Add nimrod support + update dependencies

Makefile.targets

@@ -35,4 +35,4 @@ deploy-docs: ## Publish and deploy the documentation to the live Github page
 			echo "Skipping publication to Github Pages."; \
 			echo " "; \
 			;; \
-	esac; \
+	esac; \

geospatial_tools/radar/nimrod.py

@@ -0,0 +1,189 @@
+import gzip
+import shutil
+from pathlib import Path
+from typing import Any, Generator
+
+import numpy as np
+import pandas as pd
+import xarray as xr
+from iris.analysis import MEAN
+from iris.cube import Cube, CubeList
+from iris.fileformats import netcdf
+from iris.fileformats.nimrod import load_cubes
+
+from geospatial_tools.utils import parse_gzip_header
+
+FIVE_MIN = np.timedelta64(5, "m")
+
+
+def extract_nimrod_from_archive(archive_file_path: str | Path, output_directory: str | Path = None) -> Path:
+    """
+    Extract nimrod data from an archive file. If no output directory is provided, the extracted data will be saved to
+    the archive file's directory.
+
+    Args:
+        archive_file_path: Path to the archive file
+        output_directory: Optional output directory.
+
+    Returns:
+            Path to the extracted nimrod data file
+    """
+    if isinstance(archive_file_path, str):
+        archive_file_path = Path(archive_file_path)
+    full_path = archive_file_path.resolve()
+    parent_folder = archive_file_path.parent
+    filename = archive_file_path.stem
+
+    target_folder = None
+    if output_directory:
+        if isinstance(output_directory, str):
+            output_directory = Path(output_directory)
+        target_folder = output_directory
+
+    if not target_folder:
+        target_folder = parent_folder / filename
+
+    target_folder.mkdir(parents=True, exist_ok=True)

| Exercise prompt |
Answer these about the nimrod commit diff above:
1. Which function does the diff import from iris.fileformats.nimrod?
2. What value is assigned to FIVE_MIN?
3. Besides geospatial_tools/radar/nimrod.py, which file does the diff change?

| Extracted data entries |

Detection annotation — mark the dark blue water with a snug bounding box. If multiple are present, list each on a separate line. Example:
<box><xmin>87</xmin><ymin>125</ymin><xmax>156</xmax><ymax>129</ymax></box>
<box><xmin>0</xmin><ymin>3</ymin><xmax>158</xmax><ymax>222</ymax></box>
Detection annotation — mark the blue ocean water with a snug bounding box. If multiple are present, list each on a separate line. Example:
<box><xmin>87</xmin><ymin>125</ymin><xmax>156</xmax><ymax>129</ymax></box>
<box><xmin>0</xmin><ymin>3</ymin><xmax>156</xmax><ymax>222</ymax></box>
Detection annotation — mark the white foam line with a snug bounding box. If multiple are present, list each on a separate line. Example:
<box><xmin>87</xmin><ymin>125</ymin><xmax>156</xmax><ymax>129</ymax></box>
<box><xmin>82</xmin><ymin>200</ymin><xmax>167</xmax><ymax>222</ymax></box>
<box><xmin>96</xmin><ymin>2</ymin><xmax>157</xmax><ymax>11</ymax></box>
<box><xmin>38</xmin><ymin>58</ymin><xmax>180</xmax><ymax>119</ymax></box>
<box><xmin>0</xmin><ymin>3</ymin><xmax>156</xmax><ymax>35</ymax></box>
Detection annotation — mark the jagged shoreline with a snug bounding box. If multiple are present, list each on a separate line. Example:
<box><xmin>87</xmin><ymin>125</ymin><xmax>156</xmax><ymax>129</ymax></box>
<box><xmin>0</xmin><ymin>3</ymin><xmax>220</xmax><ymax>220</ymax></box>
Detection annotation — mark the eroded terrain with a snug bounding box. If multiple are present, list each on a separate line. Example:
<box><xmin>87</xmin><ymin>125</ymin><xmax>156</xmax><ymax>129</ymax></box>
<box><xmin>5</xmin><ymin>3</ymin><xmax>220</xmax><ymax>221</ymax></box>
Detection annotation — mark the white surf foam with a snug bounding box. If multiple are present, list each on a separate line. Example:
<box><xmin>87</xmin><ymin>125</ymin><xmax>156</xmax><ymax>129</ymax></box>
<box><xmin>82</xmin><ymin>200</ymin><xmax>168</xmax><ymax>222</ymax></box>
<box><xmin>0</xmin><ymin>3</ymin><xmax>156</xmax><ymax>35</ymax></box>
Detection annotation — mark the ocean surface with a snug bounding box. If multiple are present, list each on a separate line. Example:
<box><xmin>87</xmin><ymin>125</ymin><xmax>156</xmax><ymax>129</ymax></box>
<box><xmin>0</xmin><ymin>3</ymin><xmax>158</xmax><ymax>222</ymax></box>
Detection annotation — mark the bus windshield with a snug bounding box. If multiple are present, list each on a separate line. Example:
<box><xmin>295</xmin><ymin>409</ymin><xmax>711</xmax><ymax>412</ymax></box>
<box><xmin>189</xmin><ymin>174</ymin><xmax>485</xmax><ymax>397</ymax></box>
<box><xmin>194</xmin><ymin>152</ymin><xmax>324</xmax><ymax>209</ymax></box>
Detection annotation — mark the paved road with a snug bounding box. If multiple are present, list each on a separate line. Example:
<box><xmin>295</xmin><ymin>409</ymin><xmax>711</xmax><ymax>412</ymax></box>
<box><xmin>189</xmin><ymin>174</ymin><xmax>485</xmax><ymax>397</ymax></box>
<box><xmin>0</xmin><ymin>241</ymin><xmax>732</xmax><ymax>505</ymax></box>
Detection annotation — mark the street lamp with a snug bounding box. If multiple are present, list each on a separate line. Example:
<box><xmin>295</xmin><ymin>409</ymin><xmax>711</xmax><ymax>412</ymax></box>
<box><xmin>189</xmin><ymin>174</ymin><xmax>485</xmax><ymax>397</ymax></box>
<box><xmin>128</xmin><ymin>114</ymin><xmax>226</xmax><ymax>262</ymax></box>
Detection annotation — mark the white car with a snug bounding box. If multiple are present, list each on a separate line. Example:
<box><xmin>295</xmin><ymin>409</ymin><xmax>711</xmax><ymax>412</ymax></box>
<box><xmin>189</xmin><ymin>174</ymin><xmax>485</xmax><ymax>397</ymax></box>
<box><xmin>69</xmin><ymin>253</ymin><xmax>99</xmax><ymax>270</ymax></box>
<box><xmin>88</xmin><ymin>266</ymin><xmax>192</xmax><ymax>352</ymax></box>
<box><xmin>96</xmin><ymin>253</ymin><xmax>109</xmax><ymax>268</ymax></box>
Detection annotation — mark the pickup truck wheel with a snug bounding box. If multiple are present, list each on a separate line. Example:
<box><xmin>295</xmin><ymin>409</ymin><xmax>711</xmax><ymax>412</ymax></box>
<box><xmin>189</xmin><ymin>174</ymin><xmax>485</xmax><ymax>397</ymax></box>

| The solution |
1. load_cubes
2. np.timedelta64(5, "m")
3. Makefile.targets